**What you will do**
Can you copy each of the records below word for word, without changing anything?

**Exercise material**
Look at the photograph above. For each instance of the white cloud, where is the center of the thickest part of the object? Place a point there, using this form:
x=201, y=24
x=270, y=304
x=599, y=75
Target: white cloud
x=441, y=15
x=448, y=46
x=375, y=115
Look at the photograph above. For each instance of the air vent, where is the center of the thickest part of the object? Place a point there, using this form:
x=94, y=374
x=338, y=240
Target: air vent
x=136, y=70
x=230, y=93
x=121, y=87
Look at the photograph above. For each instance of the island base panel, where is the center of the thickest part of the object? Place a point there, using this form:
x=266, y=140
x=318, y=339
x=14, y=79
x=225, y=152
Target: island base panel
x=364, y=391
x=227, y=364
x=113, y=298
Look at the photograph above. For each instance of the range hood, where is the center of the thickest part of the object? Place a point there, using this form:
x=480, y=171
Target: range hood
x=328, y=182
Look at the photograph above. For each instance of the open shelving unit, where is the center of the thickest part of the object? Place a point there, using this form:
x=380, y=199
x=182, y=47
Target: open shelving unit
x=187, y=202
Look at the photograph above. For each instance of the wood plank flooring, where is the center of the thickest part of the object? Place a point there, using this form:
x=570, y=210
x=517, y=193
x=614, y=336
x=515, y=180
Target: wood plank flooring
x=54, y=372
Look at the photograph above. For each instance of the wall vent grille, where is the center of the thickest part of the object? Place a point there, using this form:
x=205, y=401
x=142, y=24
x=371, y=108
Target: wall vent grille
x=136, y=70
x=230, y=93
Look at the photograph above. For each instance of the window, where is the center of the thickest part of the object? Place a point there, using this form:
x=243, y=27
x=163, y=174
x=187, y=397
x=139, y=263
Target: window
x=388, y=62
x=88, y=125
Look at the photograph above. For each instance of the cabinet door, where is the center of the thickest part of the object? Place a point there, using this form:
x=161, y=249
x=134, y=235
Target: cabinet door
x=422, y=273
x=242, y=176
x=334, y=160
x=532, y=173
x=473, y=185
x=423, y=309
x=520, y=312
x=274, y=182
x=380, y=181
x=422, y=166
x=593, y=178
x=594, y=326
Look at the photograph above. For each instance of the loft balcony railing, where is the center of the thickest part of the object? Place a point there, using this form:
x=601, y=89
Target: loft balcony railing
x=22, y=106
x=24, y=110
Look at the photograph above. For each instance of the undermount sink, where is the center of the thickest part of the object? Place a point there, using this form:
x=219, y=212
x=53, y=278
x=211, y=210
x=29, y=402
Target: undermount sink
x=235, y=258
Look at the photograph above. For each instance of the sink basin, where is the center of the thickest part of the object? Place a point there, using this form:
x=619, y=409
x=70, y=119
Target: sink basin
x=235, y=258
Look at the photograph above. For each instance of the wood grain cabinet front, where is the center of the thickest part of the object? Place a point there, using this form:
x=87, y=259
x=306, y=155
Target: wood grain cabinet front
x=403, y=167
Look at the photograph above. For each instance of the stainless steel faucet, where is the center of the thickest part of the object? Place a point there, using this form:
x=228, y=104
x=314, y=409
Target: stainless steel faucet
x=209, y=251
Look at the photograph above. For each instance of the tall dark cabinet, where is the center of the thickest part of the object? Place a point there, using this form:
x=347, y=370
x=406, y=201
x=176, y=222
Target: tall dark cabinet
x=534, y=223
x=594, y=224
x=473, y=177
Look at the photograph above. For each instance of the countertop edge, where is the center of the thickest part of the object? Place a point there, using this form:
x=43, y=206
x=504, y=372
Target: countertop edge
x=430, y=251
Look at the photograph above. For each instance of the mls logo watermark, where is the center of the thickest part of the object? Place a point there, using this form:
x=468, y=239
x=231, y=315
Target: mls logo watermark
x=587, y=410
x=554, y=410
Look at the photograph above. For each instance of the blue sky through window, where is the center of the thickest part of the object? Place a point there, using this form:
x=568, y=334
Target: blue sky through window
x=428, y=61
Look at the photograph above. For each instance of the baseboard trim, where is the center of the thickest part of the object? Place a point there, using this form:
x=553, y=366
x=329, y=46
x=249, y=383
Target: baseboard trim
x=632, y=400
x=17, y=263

**Exercise response**
Look at the photograph above. For each instance of the white cloud, where is the center of the thickest part of the object? Place a point there, using this form:
x=201, y=24
x=270, y=304
x=599, y=75
Target: white cloud
x=441, y=15
x=448, y=46
x=375, y=115
Look at the photograph above. For each instance of the air vent, where is the center of the thickest part of the object? Place a point there, using this form:
x=94, y=374
x=338, y=240
Target: air vent
x=136, y=70
x=230, y=93
x=121, y=87
Look at the photograph above. For each instance of the island base panel, where is the center of the thickest part of the object? Place a point there, using this form:
x=266, y=140
x=318, y=339
x=14, y=79
x=225, y=152
Target: island base panel
x=364, y=391
x=227, y=364
x=113, y=298
Look at the photograph above. For each instance of the range hood, where is the center of the thickest part of the object? Place a point there, using this form:
x=480, y=171
Target: range hood
x=328, y=182
Look at the photograph above. For each instance of the open shelving unit, where is the center of the thickest part of the object? Place a point there, using this form:
x=380, y=199
x=182, y=47
Target: open shelving unit
x=187, y=202
Look at the photograph above. For each instance of the wood plank flooring, where is the center of the thickest part of the object? Place a point there, using this form:
x=570, y=210
x=517, y=193
x=614, y=336
x=515, y=180
Target: wood plank flooring
x=54, y=372
Look at the photograph above. For each instance of the wall vent grille, where is the center of the thickest part of the object? Place a point there, using this form:
x=205, y=401
x=142, y=24
x=371, y=108
Target: wall vent grille
x=136, y=70
x=230, y=93
Look at the photograph above. For each instance of the window, where is the center of the thickest part of the object? Place a point there, using this form:
x=243, y=27
x=163, y=174
x=187, y=397
x=139, y=263
Target: window
x=388, y=62
x=88, y=125
Look at the photograph above. For each instance of the cabinet door, where is the center of the thickest part of the object? Place a point there, using this form:
x=161, y=249
x=134, y=235
Target: cabinet door
x=422, y=273
x=242, y=176
x=334, y=160
x=532, y=173
x=473, y=185
x=423, y=309
x=520, y=312
x=274, y=182
x=380, y=181
x=422, y=166
x=593, y=178
x=594, y=326
Look at the photograph above. For each instance of the loft balcony railing, where is the center of the thickest part of the object? Place a point there, using this form:
x=601, y=89
Target: loft balcony railing
x=22, y=106
x=24, y=110
Look at the photograph above. For each instance of the undermount sink, where is the center of the thickest part of the object? Place a point there, using this form:
x=219, y=212
x=53, y=278
x=211, y=210
x=29, y=402
Target: undermount sink
x=235, y=258
Look at the photograph above. For each instance of the sink basin, where is the center of the thickest part of the object? Place a point there, using this form:
x=619, y=409
x=70, y=119
Target: sink basin
x=235, y=258
Look at the photograph above. For each instance of the wood grain cabinet front, where is the center of the thickest part of the object? Place a point there, using this form:
x=87, y=259
x=306, y=155
Target: wood grain cabinet front
x=403, y=167
Look at the photograph above. For each instance of the stainless steel faucet, where is the center of the thickest part of the object? Place a point there, using this form:
x=228, y=104
x=314, y=409
Target: stainless steel faucet
x=209, y=251
Look at the photograph above. For each instance of the tall dark cabinet, where is the center of the thickest part of the object? Place a point there, using this form:
x=347, y=370
x=406, y=201
x=176, y=222
Target: tall dark cabinet
x=534, y=223
x=594, y=224
x=473, y=177
Look at the photograph above. For each instance of the countertop edge, where is the center of the thickest part of the object? Place a point there, using this form:
x=43, y=206
x=504, y=372
Target: countertop edge
x=430, y=251
Look at the photograph above. For each instance of the mls logo watermark, where is the center of the thickest part of the object? Place a point there, using this form:
x=468, y=239
x=231, y=315
Target: mls logo watermark
x=587, y=410
x=554, y=410
Look at the photograph above. For each instance of the blue sky through window, where is the center of the thickest part of the object? Place a point there, using this form:
x=568, y=334
Target: blue sky through window
x=428, y=61
Look at the photograph above. For each instance of the baseboard trim, where is the center of the thickest part of the object? Place a point there, using this form:
x=553, y=366
x=329, y=46
x=249, y=383
Target: baseboard trim
x=632, y=400
x=17, y=263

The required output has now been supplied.